(Stored records)

——

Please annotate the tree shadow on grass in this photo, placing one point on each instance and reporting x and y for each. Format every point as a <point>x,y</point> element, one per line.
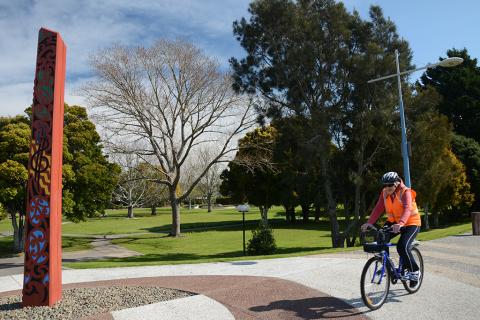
<point>153,258</point>
<point>238,226</point>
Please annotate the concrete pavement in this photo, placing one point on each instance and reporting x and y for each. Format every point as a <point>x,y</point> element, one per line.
<point>301,287</point>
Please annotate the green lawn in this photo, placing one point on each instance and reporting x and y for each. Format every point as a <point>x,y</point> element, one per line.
<point>225,244</point>
<point>116,221</point>
<point>68,245</point>
<point>215,236</point>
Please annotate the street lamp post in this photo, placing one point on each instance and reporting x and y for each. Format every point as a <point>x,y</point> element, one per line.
<point>243,208</point>
<point>449,62</point>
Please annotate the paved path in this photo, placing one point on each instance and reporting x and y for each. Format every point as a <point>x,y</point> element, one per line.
<point>102,249</point>
<point>309,287</point>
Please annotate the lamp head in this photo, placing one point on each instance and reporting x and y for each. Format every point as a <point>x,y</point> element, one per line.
<point>450,62</point>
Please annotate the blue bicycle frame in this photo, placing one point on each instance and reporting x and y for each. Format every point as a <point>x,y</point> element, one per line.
<point>387,262</point>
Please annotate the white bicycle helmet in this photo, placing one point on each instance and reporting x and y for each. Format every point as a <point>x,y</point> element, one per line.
<point>390,177</point>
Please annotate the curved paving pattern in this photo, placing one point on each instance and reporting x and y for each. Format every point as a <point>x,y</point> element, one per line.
<point>246,297</point>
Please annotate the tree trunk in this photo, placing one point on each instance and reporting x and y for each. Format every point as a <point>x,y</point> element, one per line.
<point>305,212</point>
<point>175,213</point>
<point>427,223</point>
<point>264,214</point>
<point>337,239</point>
<point>290,214</point>
<point>18,238</point>
<point>209,202</point>
<point>130,212</point>
<point>318,212</point>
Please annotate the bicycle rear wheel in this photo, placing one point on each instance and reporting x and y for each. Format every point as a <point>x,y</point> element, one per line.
<point>410,286</point>
<point>374,284</point>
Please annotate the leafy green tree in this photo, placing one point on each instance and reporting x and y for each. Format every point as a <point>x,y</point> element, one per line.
<point>468,151</point>
<point>455,197</point>
<point>251,176</point>
<point>430,134</point>
<point>460,89</point>
<point>88,179</point>
<point>91,177</point>
<point>13,178</point>
<point>307,58</point>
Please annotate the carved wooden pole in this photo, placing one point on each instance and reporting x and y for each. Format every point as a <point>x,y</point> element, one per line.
<point>42,284</point>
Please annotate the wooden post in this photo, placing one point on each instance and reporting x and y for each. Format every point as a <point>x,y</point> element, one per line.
<point>476,223</point>
<point>42,284</point>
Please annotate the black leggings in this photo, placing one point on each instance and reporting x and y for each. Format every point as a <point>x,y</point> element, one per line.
<point>407,235</point>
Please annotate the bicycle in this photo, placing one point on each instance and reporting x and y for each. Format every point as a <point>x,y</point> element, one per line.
<point>380,270</point>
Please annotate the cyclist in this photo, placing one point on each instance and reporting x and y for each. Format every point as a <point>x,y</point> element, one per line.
<point>399,203</point>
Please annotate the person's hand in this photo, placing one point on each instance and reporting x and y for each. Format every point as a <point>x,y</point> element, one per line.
<point>365,226</point>
<point>396,228</point>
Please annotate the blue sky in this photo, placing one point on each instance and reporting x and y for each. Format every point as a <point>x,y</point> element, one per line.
<point>431,27</point>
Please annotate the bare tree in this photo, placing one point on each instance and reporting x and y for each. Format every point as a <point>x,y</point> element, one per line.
<point>131,188</point>
<point>165,102</point>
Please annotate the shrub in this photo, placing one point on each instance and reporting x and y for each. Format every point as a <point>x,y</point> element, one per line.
<point>262,241</point>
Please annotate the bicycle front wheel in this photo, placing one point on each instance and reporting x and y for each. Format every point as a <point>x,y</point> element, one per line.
<point>374,283</point>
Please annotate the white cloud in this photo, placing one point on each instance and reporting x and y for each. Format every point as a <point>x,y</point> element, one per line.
<point>90,25</point>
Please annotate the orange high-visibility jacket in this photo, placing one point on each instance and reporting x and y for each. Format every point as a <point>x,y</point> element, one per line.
<point>394,208</point>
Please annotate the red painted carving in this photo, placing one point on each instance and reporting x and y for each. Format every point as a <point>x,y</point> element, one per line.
<point>42,283</point>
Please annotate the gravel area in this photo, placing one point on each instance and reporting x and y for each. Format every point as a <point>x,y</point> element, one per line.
<point>83,302</point>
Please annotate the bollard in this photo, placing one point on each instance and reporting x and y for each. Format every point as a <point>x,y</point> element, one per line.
<point>476,223</point>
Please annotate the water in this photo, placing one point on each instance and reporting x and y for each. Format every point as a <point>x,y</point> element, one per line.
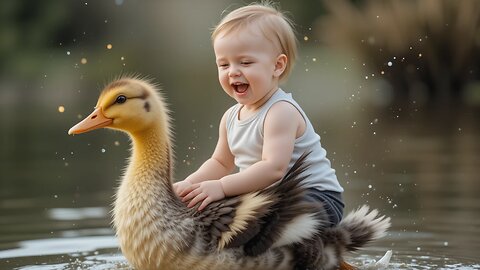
<point>418,170</point>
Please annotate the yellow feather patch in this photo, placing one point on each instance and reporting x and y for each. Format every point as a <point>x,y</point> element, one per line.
<point>246,211</point>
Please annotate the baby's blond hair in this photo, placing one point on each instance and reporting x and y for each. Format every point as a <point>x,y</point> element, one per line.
<point>273,23</point>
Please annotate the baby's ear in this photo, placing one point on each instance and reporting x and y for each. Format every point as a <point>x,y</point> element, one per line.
<point>280,65</point>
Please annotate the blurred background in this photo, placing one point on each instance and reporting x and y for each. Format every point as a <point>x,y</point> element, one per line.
<point>392,87</point>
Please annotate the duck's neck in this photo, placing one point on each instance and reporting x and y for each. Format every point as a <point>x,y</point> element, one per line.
<point>151,156</point>
<point>146,208</point>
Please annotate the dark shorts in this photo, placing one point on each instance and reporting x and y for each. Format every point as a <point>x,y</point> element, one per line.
<point>332,201</point>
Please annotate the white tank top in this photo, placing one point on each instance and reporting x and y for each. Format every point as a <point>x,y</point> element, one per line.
<point>245,139</point>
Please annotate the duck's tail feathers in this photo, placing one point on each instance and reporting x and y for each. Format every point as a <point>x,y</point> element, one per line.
<point>357,229</point>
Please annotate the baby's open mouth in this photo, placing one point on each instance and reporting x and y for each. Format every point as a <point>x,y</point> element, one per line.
<point>240,87</point>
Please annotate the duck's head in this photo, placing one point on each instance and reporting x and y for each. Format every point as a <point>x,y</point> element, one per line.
<point>128,104</point>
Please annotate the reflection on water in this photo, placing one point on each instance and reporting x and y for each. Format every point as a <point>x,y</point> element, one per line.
<point>420,168</point>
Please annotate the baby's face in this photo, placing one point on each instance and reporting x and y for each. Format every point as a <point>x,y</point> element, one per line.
<point>248,66</point>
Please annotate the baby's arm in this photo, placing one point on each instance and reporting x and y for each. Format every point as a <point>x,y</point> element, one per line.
<point>220,164</point>
<point>283,124</point>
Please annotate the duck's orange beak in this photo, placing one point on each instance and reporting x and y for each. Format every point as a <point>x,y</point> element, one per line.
<point>95,120</point>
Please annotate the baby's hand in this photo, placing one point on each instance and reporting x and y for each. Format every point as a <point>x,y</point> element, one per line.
<point>205,192</point>
<point>182,187</point>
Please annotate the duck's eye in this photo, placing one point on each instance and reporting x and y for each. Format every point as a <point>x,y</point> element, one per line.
<point>121,99</point>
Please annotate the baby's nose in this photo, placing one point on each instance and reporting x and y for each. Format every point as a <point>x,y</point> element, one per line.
<point>234,71</point>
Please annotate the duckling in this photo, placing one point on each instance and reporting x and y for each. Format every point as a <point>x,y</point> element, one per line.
<point>276,228</point>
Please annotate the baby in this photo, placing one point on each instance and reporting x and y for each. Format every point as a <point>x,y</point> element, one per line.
<point>266,131</point>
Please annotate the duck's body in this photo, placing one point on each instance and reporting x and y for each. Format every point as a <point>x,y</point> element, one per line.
<point>271,229</point>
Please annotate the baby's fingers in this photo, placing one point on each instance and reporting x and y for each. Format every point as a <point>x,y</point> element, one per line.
<point>196,200</point>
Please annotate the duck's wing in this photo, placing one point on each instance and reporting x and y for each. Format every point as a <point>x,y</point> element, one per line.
<point>234,219</point>
<point>291,218</point>
<point>261,219</point>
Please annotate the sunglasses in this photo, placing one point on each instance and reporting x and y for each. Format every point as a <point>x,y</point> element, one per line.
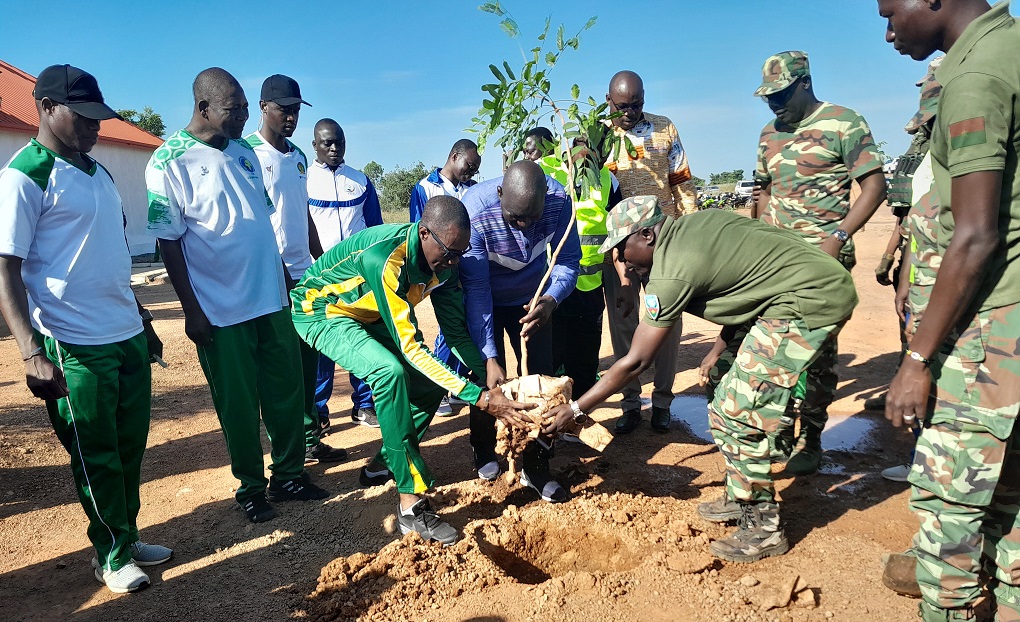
<point>448,253</point>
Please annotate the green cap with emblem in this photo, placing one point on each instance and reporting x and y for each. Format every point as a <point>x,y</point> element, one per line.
<point>629,216</point>
<point>782,69</point>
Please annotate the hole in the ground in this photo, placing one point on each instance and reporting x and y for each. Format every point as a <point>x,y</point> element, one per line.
<point>536,552</point>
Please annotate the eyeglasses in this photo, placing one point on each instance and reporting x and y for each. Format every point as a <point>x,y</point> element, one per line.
<point>448,253</point>
<point>780,98</point>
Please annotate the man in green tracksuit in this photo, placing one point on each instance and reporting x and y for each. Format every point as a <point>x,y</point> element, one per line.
<point>356,306</point>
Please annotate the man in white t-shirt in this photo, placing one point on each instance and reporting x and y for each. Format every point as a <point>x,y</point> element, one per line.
<point>342,201</point>
<point>65,294</point>
<point>285,172</point>
<point>453,179</point>
<point>210,213</point>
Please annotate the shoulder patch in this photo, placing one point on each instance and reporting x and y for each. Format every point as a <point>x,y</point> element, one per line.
<point>967,133</point>
<point>652,307</point>
<point>173,148</point>
<point>36,162</point>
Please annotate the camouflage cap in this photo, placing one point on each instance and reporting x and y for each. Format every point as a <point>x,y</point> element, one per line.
<point>630,216</point>
<point>930,90</point>
<point>782,69</point>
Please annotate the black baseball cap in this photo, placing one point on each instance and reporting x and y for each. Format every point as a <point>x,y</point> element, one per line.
<point>283,90</point>
<point>75,89</point>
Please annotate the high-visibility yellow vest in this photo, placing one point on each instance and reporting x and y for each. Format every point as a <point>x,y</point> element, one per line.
<point>591,215</point>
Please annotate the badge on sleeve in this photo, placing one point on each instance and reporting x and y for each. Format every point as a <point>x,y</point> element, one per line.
<point>652,306</point>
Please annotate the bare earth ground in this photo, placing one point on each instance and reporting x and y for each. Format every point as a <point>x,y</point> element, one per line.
<point>627,547</point>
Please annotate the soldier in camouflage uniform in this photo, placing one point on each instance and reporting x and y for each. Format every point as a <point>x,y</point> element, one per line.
<point>807,158</point>
<point>966,473</point>
<point>791,299</point>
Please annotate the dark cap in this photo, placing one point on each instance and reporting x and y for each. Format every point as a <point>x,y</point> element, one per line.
<point>75,89</point>
<point>283,90</point>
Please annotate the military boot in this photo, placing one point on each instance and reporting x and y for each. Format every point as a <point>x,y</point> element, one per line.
<point>930,613</point>
<point>900,574</point>
<point>807,455</point>
<point>758,535</point>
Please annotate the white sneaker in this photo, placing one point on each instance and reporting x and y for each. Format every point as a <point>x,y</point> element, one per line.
<point>150,555</point>
<point>897,473</point>
<point>445,410</point>
<point>129,578</point>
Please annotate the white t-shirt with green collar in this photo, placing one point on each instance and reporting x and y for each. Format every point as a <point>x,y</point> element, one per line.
<point>286,182</point>
<point>214,201</point>
<point>67,226</point>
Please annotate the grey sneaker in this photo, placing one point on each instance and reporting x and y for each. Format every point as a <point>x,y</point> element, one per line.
<point>758,535</point>
<point>129,578</point>
<point>425,521</point>
<point>150,555</point>
<point>722,510</point>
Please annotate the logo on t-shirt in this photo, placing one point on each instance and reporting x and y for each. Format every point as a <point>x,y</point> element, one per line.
<point>652,305</point>
<point>246,164</point>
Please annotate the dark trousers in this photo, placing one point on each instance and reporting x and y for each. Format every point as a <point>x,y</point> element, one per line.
<point>540,360</point>
<point>577,337</point>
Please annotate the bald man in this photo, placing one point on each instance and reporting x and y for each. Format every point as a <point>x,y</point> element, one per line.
<point>659,167</point>
<point>209,210</point>
<point>515,220</point>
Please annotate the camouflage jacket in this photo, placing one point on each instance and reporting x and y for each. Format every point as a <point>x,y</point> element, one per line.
<point>809,168</point>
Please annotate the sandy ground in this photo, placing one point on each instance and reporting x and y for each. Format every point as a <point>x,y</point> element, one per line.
<point>627,546</point>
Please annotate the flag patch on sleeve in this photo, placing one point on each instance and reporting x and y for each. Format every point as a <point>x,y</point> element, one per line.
<point>967,133</point>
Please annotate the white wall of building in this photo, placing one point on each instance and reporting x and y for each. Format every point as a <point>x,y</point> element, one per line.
<point>126,164</point>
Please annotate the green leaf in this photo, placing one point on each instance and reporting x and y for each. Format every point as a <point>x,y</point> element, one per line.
<point>510,28</point>
<point>496,72</point>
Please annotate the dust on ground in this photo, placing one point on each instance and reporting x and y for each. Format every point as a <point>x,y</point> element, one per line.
<point>627,546</point>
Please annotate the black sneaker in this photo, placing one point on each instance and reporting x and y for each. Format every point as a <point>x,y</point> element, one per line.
<point>368,478</point>
<point>628,422</point>
<point>257,509</point>
<point>299,488</point>
<point>547,487</point>
<point>425,521</point>
<point>364,416</point>
<point>321,452</point>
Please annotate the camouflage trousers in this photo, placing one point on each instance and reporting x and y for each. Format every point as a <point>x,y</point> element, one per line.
<point>750,387</point>
<point>966,473</point>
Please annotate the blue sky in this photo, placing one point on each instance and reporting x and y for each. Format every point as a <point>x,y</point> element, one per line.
<point>403,78</point>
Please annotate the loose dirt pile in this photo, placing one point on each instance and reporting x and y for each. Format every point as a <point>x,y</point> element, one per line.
<point>585,560</point>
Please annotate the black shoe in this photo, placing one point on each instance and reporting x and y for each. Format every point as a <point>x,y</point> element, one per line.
<point>257,509</point>
<point>660,419</point>
<point>369,479</point>
<point>425,521</point>
<point>321,452</point>
<point>364,416</point>
<point>628,422</point>
<point>299,488</point>
<point>548,488</point>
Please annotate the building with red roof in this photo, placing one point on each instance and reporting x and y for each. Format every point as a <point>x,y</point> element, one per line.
<point>123,149</point>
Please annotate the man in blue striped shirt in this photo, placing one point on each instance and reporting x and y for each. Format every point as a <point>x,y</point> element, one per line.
<point>515,219</point>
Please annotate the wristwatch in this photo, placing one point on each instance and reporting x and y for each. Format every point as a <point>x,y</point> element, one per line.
<point>579,415</point>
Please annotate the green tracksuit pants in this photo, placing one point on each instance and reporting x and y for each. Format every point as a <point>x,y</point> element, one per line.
<point>254,368</point>
<point>104,424</point>
<point>405,399</point>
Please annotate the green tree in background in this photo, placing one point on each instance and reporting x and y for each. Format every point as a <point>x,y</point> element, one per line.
<point>373,170</point>
<point>395,187</point>
<point>729,176</point>
<point>147,119</point>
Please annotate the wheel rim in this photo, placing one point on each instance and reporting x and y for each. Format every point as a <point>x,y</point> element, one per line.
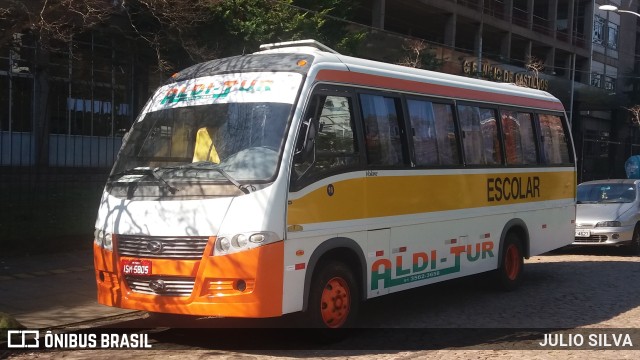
<point>335,302</point>
<point>512,262</point>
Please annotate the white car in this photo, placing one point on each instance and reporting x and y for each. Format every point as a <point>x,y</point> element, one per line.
<point>608,214</point>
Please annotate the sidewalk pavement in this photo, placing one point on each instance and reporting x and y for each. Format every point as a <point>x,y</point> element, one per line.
<point>51,290</point>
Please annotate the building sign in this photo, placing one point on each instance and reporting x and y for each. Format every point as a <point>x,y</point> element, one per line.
<point>495,73</point>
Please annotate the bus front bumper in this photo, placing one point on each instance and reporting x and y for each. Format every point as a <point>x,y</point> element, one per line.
<point>243,284</point>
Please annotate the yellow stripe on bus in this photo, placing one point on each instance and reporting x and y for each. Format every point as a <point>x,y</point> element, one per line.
<point>381,196</point>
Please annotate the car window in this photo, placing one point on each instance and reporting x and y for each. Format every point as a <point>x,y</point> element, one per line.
<point>606,193</point>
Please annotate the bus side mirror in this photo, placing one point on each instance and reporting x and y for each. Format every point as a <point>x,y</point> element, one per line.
<point>305,150</point>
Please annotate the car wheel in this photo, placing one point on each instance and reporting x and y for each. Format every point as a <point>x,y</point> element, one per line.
<point>334,297</point>
<point>509,273</point>
<point>634,247</point>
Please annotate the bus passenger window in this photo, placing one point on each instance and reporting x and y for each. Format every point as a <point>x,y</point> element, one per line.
<point>205,149</point>
<point>382,130</point>
<point>554,141</point>
<point>519,138</point>
<point>335,139</point>
<point>480,135</point>
<point>434,135</point>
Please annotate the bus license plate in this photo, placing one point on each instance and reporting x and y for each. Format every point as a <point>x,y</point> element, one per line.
<point>583,233</point>
<point>135,267</point>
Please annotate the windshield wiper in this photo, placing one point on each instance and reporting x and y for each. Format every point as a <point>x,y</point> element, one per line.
<point>208,165</point>
<point>146,171</point>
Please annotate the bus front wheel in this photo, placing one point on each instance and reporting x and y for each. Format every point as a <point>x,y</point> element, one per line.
<point>334,297</point>
<point>509,273</point>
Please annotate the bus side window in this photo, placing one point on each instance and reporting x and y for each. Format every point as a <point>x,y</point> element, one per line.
<point>519,138</point>
<point>480,135</point>
<point>382,130</point>
<point>555,147</point>
<point>434,134</point>
<point>335,145</point>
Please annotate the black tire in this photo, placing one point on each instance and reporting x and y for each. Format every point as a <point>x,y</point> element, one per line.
<point>334,297</point>
<point>509,273</point>
<point>634,247</point>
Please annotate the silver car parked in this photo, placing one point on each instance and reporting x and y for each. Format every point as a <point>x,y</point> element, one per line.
<point>608,213</point>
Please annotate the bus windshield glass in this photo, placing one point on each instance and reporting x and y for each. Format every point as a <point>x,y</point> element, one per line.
<point>213,129</point>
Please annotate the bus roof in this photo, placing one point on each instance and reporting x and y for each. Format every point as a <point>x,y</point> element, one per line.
<point>372,73</point>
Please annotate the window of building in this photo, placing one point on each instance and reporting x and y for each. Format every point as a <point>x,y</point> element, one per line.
<point>612,35</point>
<point>434,135</point>
<point>555,147</point>
<point>479,135</point>
<point>609,83</point>
<point>382,129</point>
<point>596,79</point>
<point>598,30</point>
<point>519,138</point>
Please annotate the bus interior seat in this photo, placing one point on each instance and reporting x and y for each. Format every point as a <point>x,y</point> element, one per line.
<point>204,148</point>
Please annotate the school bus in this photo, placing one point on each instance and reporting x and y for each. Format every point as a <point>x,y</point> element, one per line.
<point>296,179</point>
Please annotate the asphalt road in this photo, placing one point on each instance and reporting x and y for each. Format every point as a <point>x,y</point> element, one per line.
<point>569,295</point>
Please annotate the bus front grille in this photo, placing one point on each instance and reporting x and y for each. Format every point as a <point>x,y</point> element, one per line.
<point>191,247</point>
<point>592,239</point>
<point>161,285</point>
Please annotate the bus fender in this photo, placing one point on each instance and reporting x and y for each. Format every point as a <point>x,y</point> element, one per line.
<point>324,248</point>
<point>517,225</point>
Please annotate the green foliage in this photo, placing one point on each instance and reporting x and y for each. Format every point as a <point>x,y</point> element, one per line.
<point>240,26</point>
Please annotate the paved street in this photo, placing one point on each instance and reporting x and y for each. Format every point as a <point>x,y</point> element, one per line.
<point>586,290</point>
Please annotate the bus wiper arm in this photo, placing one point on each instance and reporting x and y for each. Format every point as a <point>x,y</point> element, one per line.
<point>213,166</point>
<point>147,171</point>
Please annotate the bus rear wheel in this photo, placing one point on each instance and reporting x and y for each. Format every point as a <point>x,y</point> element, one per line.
<point>509,273</point>
<point>334,297</point>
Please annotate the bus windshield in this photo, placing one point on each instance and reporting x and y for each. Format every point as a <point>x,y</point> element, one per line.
<point>233,134</point>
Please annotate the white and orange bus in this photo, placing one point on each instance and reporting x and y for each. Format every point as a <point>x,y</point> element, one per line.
<point>297,179</point>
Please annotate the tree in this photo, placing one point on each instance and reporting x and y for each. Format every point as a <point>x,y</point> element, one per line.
<point>418,54</point>
<point>182,32</point>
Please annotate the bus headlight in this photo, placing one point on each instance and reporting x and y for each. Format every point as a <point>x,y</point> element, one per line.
<point>609,224</point>
<point>223,245</point>
<point>242,242</point>
<point>239,241</point>
<point>103,239</point>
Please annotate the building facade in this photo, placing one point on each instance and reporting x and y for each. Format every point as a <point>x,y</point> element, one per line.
<point>68,106</point>
<point>583,55</point>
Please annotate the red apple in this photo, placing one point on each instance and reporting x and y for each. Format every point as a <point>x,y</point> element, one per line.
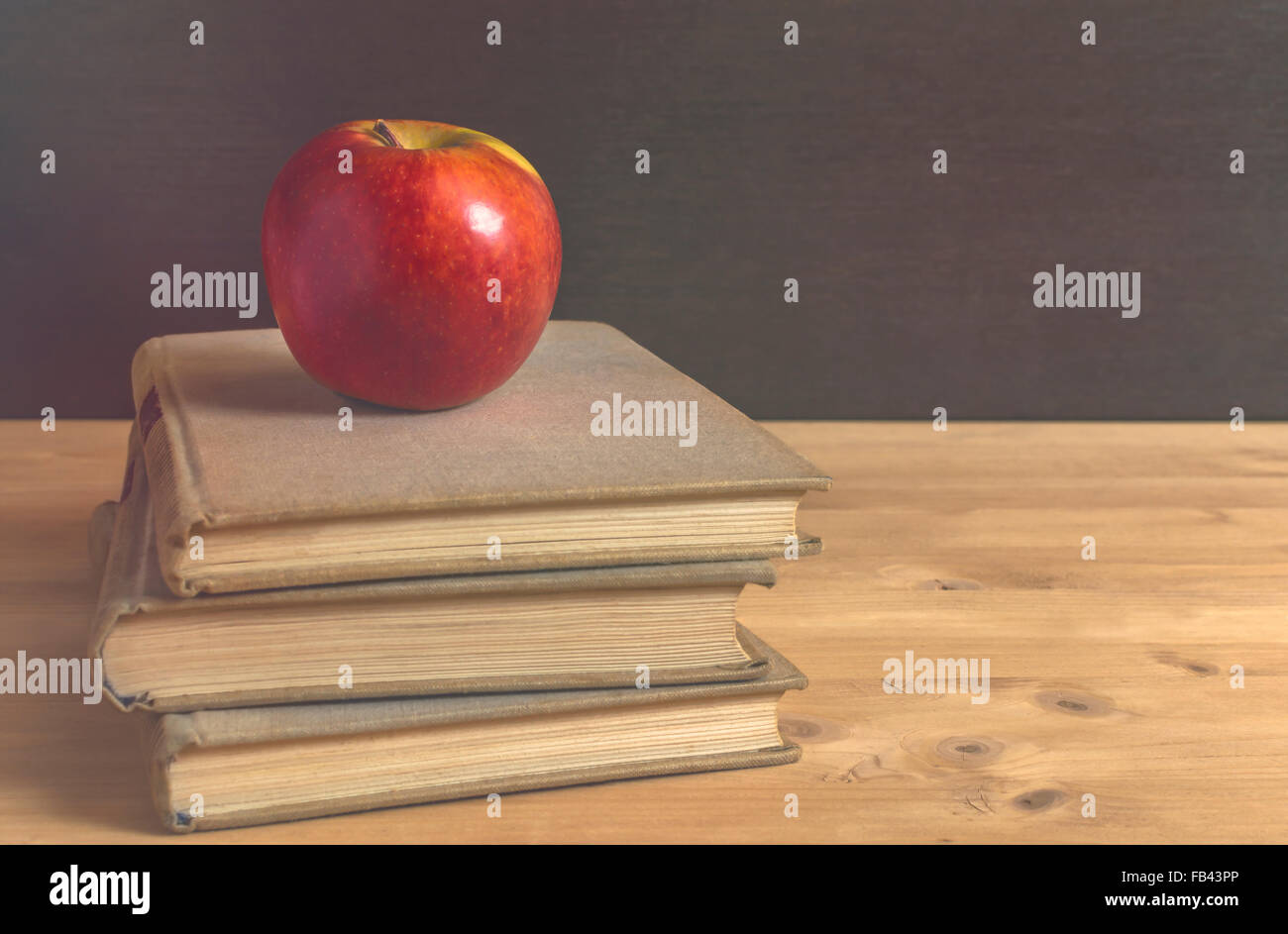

——

» TASK INSTRUCTIONS
Express the records, from their start through the line containing "<point>450,62</point>", as a Markdown table with a Row column holding the row number and a Line column holding the line. Leave out blank lines and pictures.

» OUTPUT OF THE EXERCISE
| Row | Line |
|---|---|
| 1 | Please annotate the tree shadow on grass in this photo, placing one point on each instance and reporting x and y for each. Format every point as a <point>x,y</point> element, one per line. |
| 2 | <point>153,258</point> |
| 3 | <point>238,226</point> |
| 4 | Please annotate the concrete pavement in this photo, placing one point on each instance and reporting x and y for each. Format every point as a <point>x,y</point> element, one per line. |
| 5 | <point>301,287</point> |
| 6 | Please annotate the green lawn in this photo, placing one point on each instance and reporting x and y for each. Format every point as a <point>x,y</point> element, one per line. |
| 7 | <point>225,244</point> |
| 8 | <point>116,221</point> |
| 9 | <point>68,245</point> |
| 10 | <point>215,236</point> |
| 11 | Please annotate the street lamp post in this photo, placing one point on each instance and reporting x and y for each. Format every point as a <point>x,y</point> element, one per line. |
| 12 | <point>243,208</point> |
| 13 | <point>449,62</point> |
| 14 | Please annotate the paved path in this photo, placing one point on each instance and reporting x and y for each. Format every point as a <point>x,y</point> element, one per line. |
| 15 | <point>102,249</point> |
| 16 | <point>309,287</point> |
| 17 | Please annotate the lamp head in this photo, placing one point on each instance and reporting x and y for each. Format every point as a <point>x,y</point> element, one per line. |
| 18 | <point>450,62</point> |